[Portion of a data file]
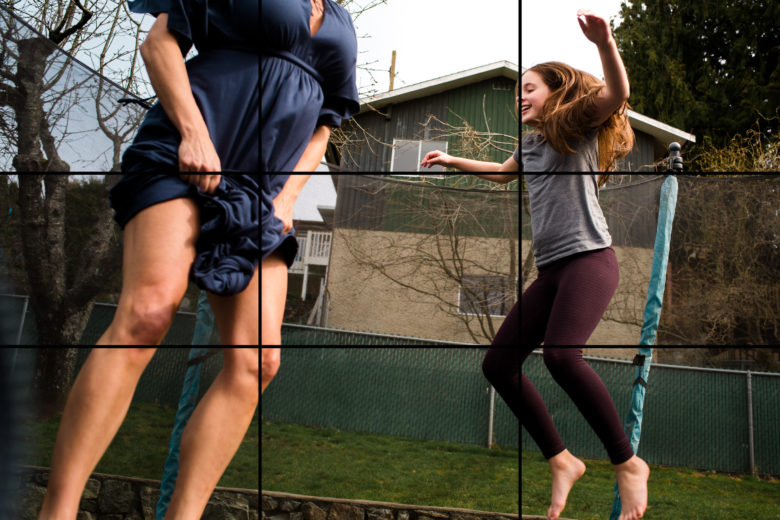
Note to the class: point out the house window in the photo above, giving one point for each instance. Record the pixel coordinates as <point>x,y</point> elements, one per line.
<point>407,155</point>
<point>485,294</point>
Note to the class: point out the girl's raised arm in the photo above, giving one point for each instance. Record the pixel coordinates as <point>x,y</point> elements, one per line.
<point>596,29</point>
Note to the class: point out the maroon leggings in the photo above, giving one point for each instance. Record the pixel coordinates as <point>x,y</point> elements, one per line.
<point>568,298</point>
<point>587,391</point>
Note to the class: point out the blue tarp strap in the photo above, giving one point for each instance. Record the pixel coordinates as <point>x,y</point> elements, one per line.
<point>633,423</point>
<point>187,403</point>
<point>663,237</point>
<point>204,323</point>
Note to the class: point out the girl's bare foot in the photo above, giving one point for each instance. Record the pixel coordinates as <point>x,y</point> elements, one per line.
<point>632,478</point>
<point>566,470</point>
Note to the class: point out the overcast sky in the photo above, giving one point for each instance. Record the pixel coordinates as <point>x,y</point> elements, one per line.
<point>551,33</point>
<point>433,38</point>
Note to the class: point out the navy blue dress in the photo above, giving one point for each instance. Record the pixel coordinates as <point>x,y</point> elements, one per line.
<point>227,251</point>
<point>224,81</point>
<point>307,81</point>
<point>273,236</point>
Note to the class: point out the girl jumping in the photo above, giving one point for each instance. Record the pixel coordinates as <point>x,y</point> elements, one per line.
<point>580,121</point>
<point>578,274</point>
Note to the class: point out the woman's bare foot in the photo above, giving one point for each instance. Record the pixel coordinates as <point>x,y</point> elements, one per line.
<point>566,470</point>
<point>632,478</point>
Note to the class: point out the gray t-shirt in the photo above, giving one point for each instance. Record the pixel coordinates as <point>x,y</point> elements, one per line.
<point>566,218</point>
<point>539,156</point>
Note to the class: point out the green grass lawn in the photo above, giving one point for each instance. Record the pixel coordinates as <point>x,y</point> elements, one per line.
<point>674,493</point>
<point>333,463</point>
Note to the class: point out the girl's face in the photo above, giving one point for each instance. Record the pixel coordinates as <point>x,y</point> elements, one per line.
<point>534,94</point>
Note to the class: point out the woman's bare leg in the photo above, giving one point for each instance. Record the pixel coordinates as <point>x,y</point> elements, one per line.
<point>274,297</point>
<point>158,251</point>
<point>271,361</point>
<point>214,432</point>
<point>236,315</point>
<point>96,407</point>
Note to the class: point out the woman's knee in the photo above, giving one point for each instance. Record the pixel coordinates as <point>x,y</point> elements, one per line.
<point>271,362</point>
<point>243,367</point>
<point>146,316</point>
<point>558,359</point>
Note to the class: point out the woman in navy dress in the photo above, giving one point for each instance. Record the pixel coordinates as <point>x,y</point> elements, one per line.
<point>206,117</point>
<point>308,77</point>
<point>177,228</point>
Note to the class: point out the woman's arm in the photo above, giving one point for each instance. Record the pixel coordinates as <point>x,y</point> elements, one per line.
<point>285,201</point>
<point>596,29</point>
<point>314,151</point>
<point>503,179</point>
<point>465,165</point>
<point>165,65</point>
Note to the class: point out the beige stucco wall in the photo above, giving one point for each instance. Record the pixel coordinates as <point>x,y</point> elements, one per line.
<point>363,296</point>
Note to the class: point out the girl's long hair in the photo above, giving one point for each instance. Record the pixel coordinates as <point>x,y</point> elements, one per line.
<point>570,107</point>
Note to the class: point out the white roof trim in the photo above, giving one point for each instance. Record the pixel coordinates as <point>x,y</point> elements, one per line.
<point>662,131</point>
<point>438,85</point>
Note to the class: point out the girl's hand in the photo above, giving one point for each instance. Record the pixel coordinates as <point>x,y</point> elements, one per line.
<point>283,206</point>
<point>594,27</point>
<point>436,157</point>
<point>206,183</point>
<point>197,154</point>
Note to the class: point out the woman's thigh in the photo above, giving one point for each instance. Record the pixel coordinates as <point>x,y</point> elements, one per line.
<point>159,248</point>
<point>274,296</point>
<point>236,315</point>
...
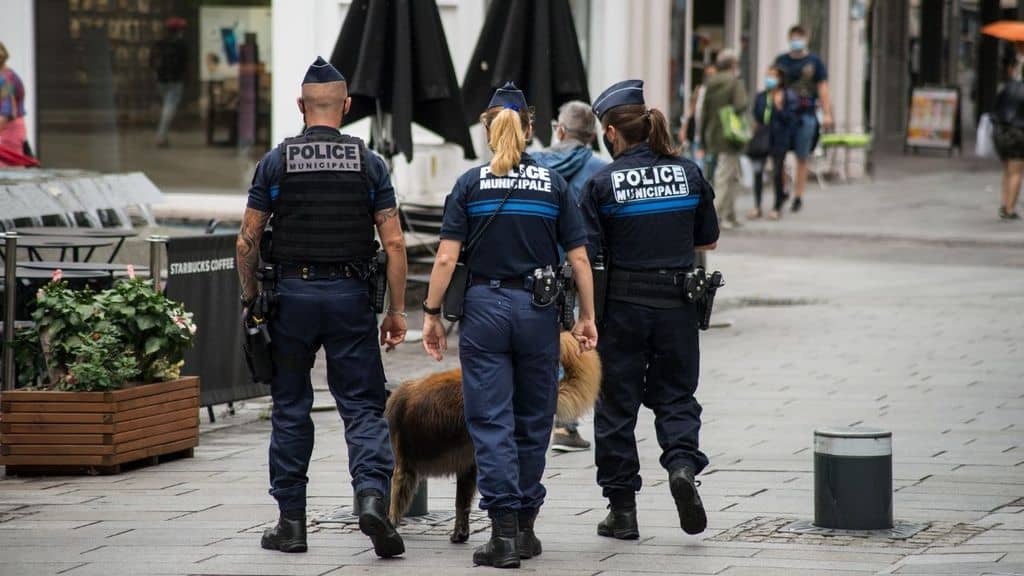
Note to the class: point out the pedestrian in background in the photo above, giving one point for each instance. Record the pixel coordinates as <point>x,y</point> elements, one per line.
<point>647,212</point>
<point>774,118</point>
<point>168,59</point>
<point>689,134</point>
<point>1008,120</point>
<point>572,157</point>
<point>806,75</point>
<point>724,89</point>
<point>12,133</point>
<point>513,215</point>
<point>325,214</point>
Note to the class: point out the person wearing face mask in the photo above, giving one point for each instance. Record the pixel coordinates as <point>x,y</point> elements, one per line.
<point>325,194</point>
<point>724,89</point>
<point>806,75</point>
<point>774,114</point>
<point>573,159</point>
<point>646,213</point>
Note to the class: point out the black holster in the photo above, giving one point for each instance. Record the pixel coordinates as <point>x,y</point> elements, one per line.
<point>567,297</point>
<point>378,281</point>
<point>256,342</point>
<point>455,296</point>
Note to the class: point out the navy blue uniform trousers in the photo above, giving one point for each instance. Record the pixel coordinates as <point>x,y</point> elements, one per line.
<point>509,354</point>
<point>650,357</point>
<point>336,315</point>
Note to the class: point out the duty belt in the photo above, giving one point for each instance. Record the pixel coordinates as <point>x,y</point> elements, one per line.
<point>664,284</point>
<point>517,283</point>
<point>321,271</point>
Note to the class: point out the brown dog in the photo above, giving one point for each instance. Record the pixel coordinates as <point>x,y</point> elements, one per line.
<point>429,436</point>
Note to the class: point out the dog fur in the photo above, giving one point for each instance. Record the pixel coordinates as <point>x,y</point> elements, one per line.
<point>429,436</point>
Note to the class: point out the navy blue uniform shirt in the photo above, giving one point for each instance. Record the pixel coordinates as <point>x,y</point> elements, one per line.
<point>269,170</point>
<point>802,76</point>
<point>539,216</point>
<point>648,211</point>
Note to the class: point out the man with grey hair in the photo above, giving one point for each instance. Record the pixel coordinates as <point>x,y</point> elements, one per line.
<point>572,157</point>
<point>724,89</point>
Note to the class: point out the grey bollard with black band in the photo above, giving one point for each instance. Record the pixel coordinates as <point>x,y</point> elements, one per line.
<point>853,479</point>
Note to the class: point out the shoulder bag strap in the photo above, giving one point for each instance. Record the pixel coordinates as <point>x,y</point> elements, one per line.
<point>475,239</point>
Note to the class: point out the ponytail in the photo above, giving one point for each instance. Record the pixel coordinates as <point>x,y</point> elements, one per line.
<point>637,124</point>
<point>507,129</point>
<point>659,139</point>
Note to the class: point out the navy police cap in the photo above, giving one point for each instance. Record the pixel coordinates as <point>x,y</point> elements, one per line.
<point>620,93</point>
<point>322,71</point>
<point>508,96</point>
---
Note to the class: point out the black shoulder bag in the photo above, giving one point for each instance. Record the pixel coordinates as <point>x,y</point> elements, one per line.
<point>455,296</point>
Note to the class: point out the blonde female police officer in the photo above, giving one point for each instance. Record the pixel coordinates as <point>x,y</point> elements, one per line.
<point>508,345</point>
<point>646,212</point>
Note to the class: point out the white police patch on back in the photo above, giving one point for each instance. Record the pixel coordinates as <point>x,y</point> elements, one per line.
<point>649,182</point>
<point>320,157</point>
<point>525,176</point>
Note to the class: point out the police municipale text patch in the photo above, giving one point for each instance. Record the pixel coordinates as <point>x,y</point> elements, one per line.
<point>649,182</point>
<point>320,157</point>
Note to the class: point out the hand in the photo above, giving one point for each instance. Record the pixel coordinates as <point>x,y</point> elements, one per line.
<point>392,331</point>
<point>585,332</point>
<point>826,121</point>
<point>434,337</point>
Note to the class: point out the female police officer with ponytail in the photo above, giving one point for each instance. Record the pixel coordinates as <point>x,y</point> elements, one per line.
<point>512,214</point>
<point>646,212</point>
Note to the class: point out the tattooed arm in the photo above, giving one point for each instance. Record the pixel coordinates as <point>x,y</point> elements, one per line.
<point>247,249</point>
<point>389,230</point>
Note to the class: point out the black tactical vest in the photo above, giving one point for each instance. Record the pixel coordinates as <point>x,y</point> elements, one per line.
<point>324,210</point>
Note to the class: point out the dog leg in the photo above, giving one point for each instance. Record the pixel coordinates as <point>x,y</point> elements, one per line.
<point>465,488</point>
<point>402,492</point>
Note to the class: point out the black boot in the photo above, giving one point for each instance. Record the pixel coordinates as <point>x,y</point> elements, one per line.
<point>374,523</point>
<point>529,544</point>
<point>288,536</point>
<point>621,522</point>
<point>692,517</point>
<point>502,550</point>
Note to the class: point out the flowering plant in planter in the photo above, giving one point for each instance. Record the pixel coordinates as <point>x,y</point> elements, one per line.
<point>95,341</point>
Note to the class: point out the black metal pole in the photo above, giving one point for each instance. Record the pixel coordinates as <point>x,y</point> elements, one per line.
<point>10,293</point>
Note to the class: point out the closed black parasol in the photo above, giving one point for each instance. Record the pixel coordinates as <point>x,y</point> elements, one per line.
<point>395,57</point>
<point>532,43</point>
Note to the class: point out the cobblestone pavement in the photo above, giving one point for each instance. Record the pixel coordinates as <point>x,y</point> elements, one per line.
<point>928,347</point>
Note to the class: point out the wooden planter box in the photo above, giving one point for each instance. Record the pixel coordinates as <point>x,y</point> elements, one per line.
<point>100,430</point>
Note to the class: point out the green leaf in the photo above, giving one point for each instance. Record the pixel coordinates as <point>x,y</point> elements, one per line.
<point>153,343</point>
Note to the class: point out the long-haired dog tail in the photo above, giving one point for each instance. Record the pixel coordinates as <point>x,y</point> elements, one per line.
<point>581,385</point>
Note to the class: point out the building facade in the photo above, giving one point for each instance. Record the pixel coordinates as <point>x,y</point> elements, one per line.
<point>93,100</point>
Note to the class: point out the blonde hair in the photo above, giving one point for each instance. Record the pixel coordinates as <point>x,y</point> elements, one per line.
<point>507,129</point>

The problem: Identify every line in the items above that contains the word "raised", and copy each such line in full.

Solved problem:
Note to the class: point out the girl's raised arm in the photo above, giving one point for each instance. Record the pixel coordinates as <point>x,y</point> elements, one per line.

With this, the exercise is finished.